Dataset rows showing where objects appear

--------------------------------------------------

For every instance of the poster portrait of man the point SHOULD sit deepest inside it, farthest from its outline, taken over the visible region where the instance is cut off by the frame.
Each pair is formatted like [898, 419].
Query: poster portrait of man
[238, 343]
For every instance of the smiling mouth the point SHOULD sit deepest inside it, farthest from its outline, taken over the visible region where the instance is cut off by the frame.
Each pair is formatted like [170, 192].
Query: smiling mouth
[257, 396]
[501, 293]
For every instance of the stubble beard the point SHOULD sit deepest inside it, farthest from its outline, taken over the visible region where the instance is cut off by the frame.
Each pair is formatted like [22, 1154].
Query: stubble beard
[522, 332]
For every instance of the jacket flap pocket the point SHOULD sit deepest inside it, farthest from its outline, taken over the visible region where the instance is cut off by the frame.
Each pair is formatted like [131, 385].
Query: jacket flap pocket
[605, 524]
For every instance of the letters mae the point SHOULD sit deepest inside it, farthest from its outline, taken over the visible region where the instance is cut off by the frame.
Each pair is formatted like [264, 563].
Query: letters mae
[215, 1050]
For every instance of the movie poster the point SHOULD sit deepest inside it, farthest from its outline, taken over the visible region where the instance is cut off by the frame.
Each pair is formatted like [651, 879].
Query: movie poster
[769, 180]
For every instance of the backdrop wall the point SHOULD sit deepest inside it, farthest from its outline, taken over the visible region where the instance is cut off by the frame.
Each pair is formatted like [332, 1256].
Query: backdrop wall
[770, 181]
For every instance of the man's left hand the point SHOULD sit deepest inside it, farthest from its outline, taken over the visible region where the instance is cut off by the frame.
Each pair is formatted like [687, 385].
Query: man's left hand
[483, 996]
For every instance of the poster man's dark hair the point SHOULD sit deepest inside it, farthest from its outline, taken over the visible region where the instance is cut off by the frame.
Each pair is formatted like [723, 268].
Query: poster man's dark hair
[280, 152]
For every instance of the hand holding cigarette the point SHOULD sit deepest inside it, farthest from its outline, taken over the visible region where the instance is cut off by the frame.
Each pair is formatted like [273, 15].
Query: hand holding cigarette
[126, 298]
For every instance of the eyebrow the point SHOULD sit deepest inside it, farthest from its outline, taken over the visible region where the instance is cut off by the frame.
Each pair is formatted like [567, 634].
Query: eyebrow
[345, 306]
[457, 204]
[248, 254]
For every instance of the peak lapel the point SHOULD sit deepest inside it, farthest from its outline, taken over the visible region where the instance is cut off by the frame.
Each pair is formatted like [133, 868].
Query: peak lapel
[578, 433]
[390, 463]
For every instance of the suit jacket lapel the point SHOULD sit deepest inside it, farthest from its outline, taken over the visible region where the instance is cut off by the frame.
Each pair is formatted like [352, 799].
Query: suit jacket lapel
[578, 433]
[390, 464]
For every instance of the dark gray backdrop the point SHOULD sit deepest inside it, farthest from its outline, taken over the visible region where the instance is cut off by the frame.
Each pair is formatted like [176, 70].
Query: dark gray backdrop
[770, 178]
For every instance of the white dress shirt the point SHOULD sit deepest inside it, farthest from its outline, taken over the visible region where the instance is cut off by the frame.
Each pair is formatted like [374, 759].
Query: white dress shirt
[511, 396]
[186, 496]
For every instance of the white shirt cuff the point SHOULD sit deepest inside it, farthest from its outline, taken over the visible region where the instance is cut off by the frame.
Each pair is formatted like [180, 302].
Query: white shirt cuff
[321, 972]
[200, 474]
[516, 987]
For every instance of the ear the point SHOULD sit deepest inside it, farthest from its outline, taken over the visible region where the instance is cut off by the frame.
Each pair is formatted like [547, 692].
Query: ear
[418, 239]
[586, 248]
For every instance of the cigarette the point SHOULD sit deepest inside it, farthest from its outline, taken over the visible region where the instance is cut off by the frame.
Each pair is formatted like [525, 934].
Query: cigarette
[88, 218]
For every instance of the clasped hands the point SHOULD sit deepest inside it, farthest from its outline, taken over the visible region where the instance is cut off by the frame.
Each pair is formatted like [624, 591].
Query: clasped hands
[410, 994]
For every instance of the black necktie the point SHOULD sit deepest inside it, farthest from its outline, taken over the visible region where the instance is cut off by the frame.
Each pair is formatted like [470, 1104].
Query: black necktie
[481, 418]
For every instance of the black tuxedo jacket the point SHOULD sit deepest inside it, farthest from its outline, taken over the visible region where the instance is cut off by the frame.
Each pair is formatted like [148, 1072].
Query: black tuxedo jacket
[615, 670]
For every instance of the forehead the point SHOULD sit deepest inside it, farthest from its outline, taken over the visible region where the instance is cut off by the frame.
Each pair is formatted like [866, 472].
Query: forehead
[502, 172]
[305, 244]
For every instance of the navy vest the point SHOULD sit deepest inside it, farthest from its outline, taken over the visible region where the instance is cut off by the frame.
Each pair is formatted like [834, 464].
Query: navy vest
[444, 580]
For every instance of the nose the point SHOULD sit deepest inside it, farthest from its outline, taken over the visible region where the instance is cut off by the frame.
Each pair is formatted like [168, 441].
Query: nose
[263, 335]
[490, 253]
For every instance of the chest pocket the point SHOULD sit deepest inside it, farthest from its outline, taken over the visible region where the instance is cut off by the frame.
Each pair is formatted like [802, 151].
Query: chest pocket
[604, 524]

--------------------------------------------------

Required work ▸ Can you rewrite all of the data above as a JSON list of strings, with one string for each line and blank lines left out?

Answer to the problem ▸
[
  "For every instance of the poster portrait of man the point SHOULD sit deepest inside it, farthest from its outline, taken over the visible region where the instance is cut off by the frame.",
  "Each pair is formatted like [898, 419].",
  "Query: poster portrait of man",
  "[238, 343]",
  "For every instance of the smiling mouth the point SHOULD sit deepest inside it, farthest from its outline, taken over the visible region where the instance is cut off by the frame.",
  "Each pair is formatted like [170, 192].",
  "Query: smiling mouth",
  "[257, 396]",
  "[501, 293]",
  "For every instance of the stubble beard the point SHOULD sit deepest inside it, farthest from its outline, taken over the visible region where the instance is cut off by the frame.",
  "Each pair is formatted like [22, 1154].",
  "Query: stubble beard",
  "[522, 332]",
  "For every instance of the jacket flap pocket the point SHOULD sit deepest inside it, farthest from its outline, taken over the visible region where the instance is cut off by the frame.",
  "Each pair is formatted like [131, 385].",
  "Query: jacket flap pocket",
  "[605, 524]",
  "For every instance of the letters mae the point SHOULD sit deepest inside it, farthest from its outline, taken over the visible region where the instance is cut off by the frame.",
  "Each pair is formatted like [264, 563].",
  "Query: letters mae",
  "[215, 1050]",
  "For every instance of the movie poster the point SHOULD sit deepest inside it, farthest from its outline, taken over the visible region where the instance is cut off by the frame.",
  "Each pair is formatted like [651, 879].",
  "Query: movie poster",
  "[769, 180]",
  "For every instance of the backdrop wall the point SHOULD sit deepest inside it, farthest from its outline, taken over the visible region where the instance is cut off by the frame.",
  "Each pair is formatted like [332, 1256].",
  "Query: backdrop wall",
  "[770, 181]",
  "For every instance of the man's left hand the point SHOULD sit deepest inside it, farthest from its outline, taken over the visible region where the instance is cut off by the frame.",
  "Each pair is formatted like [687, 385].",
  "Query: man's left hand",
  "[483, 996]",
  "For every instance of the poster man's dark hair the point SHOULD sit deepest inside it, farthest from its outline, taken over the visible region where the instance is cut off by the frame.",
  "Each pair is formatted like [723, 268].",
  "Query: poster man's dark hair",
  "[280, 152]",
  "For every instance of the hand holding cigarette the point SHOULD sit deepest inside it, farthest from its outline, taken over the visible region where the instance is cut off by the frame.",
  "Each pair is formatted like [273, 15].",
  "Query: hand holding cigarette",
  "[126, 298]",
  "For every instance of the eyebrow the point SHOULD sit deepest inside it, farthest from its outline, taken over the visible region where the instance is cut off by the frame.",
  "Each pair is formatted like [567, 634].",
  "Query: eyebrow",
  "[345, 306]",
  "[457, 204]",
  "[248, 254]",
  "For every instance of the peak lapel the point SHOULD sit deepest inside it, farthest from its outline, taken over the visible region where the instance is cut off by the frame.",
  "Each pair is formatted like [133, 868].",
  "Query: peak lapel",
  "[578, 433]",
  "[390, 463]",
  "For every instance of the suit jacket lapel the point SHOULD sit deepest inside it, farthest from its outline, taken over the visible region where the instance is cut off by the frame.",
  "Each pair is formatted like [352, 799].",
  "Query: suit jacket lapel",
  "[578, 433]",
  "[390, 464]",
  "For every instance of the dark gray backdrop the point SHOULD sit deepest inside it, farthest from its outline, taken over the visible region where the instance is cut off by the frame.",
  "Each pair is formatted like [176, 70].",
  "Query: dark gray backdrop",
  "[770, 178]",
  "For every instance of the white dress shirt the point SHOULD sit deepest inside it, farthest from its outline, taken over the visible region where the instance is cut off by the frame.",
  "Each pair is formatted like [374, 759].",
  "Query: white dress shirt",
  "[511, 396]",
  "[186, 496]",
  "For every instance of the white shirt cuff the point SHOULD sit deepest inside it, farthest from its outline, taken over the visible region where the instance is cut off by the frame.",
  "Each pair is formatted like [180, 302].",
  "Query: white shirt cuff",
  "[321, 972]",
  "[200, 474]",
  "[516, 987]",
  "For every instance of the ear the point SHOULD sit deepest inside it, farthest from its outline, taken over the visible region where the instance is cut off by the frame.",
  "Each pair is formatted like [547, 692].",
  "Query: ear",
  "[418, 239]",
  "[586, 248]",
  "For every instance of the cigarette the point SHOULD sit deepest inside it, farthest from its outline, taken over the visible region where the instance is cut off by the frame.",
  "Each pair is formatted like [525, 934].",
  "Query: cigarette",
  "[88, 218]",
  "For every instance of the clasped hands the point SHOULD sit deepest inside it, farthest from its outline, taken over the visible region where the instance is cut off by the frame.",
  "Each pair is formatted like [624, 591].",
  "Query: clasped hands",
  "[410, 994]",
  "For every instance of the black necktie the point SHOULD sit deepest inside it, farthest from its outline, taken over the visible region where the instance is cut off by the frame.",
  "Each pair is formatted like [470, 1104].",
  "Query: black necktie",
  "[481, 418]",
  "For every instance of the black tuxedo jacket the point SHOULD sit deepest inside it, farthest from its outline, taken over the visible region where the instance is cut off by the frame.",
  "Each pair is formatted like [148, 1072].",
  "Query: black tuxedo jacket",
  "[615, 670]",
  "For every instance of the forehead the point SHOULD sit deepest inside it, farthest from its outline, taken over the visible region where the instance is cut off by the frame.",
  "Each pair is formatted like [866, 472].",
  "Query: forehead",
  "[502, 172]",
  "[305, 244]",
  "For every instance of the navy vest the point SHOULD sit deepest inside it, farthest from its outline, taken over the visible region where the instance is cut off by the frame.",
  "Each pair is formatted like [834, 464].",
  "Query: navy vest",
  "[444, 580]",
  "For every instance of the nose the point SHOULD sit deepest inside it, farthest from its outline, taken over the visible region where the instance is cut off by the frame.",
  "Each pair is formatted like [168, 441].",
  "Query: nose",
  "[263, 335]",
  "[490, 253]",
  "For every instance of the chest pocket the point SHOULD sit deepest inside it, farthest from its outline, taken over the visible region where the instance is cut off by the frame.",
  "Each pair is formatted like [802, 151].",
  "Query: chest pocket",
  "[604, 524]"
]